__TESTO ESTRATTO__.
^^^^

Esclusiva Stadiosport- Marco Nappi :”Il Genoa è dentro di me. Ai miei ragazzi dico sempre di giocare con il cuore”

In esclusiva ai microfoni di Stadiosport.it, Marco Nappi, ex attaccante con una grande carriera trascorsa in gran parte tra Serie A e B, vestendo le maglie di Arezzo, Genoa, Fiorentina, Brescia, Udinese, Spal, Atalanta, Ternana e Como. Oggi allena la Beretti del Livorno, con cui si è laureato da poco campione d’Italia.

E’ sempre rimasto legato a Genova, dove attualmente vive con la sua famiglia, infatti nel capoluogo ligure ha vissuto sette anni stupendi da calciatore con la maglia Genoa, divenendo una bandiera e idolo della curva del “Grifone”rossoblu. Con lui abbiamo parlato di tanti argomenti, in particolare della sua impresa con i giovani del Livorno,  del suo Genoa, del rapporto con Roberto Baggio a Firenze e ci ha raccontato inoltre come è nato  il suo soprannome  “foca monaca”.

Ciao Marco, tra le tante piazze  girate nel corso della tua carriera c’è sicuramente quella di Firenze, che ti ha consentito di esordire nella massima serie. In quella Fiorentina giocavi con Roberto Baggio , come era il tuo rapporto con lui ?

“Avevo un rapporto stupendo con Roberto, insieme ci divertivamo molto, era un tipo a cui gli piaceva scherzare, a prescindere poi dal grandissimo giocatore che è stato”.

A Firenze eri denominato la “Foca Monaca” per i tuoi numerosi palleggi di testa in corsa, come è nata questa giocata ?

“Mi fu dato questo soprannome dopo la sfida della semifinale di Coppa Uefa contro il Werder Brema, in quell’occasione c’era da conquistare la finale, dovevo allontanare il pallone dalla nostra area e ci riuscì con questa giocata nata d’istinto, facendo questi palleggi di testa per tanti metri del campo, ma non c’era nulla di preparato e tanto meno mi ero allenato.  In ogni caso sono stato il primo giocatore a esibire questa giocata, nessuno dei fenomeni attuali  l’ha mai fatta, quindi ho l ‘esclusiva (sorride)”.

 

Sicuramente la maglia del Genoa è quella a cui sei più legato, dopo l’ultima stagione sofferta e qualche problema societario, pensi che i “Grifoni” rossoblu si potranno rilanciare?

” Genova è la città dove sono nate le mie figlie e vivo con la mia famiglia. La maglia rossoblu è nel mio cuore, ho passato sette anni stupendi, ricordo con tanta gioia la promozione in A nella stagione 1988-1989. E’ stata la società dove ho giocato più anni in carriera per non parlare della tifoseria che mi ha fatto diventare il loro idolo. Il Genoa per rilanciarsi, dovrà sperare nel presidente Preziosi anche se sono tantissimi i 60 milioni di debiti, però se ogni anno vendi i migliori giocatori e poi non riesci a ripartire con un programmazione precisa allora evidentemente i problemi sono ben altri”

^^^^

__DATI REGISTRATI__.
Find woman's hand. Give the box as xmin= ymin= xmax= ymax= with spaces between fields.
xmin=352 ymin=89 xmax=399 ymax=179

^^^^

__PROVE__.
[A] Secondo l'intervista a Marco Nappi, in quale stagione il Genoa ottenne la promozione in Serie A?
[B] Trascrivi dall'intervista a Marco Nappi il passo compreso tra "Ciao Marco, tra" e "rapporto con lui ?", estremi inclusi.
[C] Indica se ciascuna affermazione concorda con l'intervista a Marco Nappi, rispondendo sì o no e citando le parole del testo che lo stabiliscono: (i) Nappi ricevette il soprannome "foca monaca" dopo una semifinale di Coppa Uefa contro il Werder Brema; (ii) Nappi si era allenato a lungo per eseguire i palleggi di testa in corsa; (iii) il Genoa è la società in cui Nappi ha giocato più anni.

__SOLUZIONI__.
[A] Nella stagione 1988-1989.

[B]
Ciao Marco, tra le tante piazze  girate nel corso della tua carriera c’è sicuramente quella di Firenze, che ti ha consentito di esordire nella massima serie. In quella Fiorentina giocavi con Roberto Baggio , come era il tuo rapporto con lui ?

[C]
(i) Sì: "Mi fu dato questo soprannome dopo la sfida della semifinale di Coppa Uefa contro il Werder Brema".
(ii) No: "non c’era nulla di preparato e tanto meno mi ero allenato".
(iii) Sì: "E’ stata la società dove ho giocato più anni in carriera".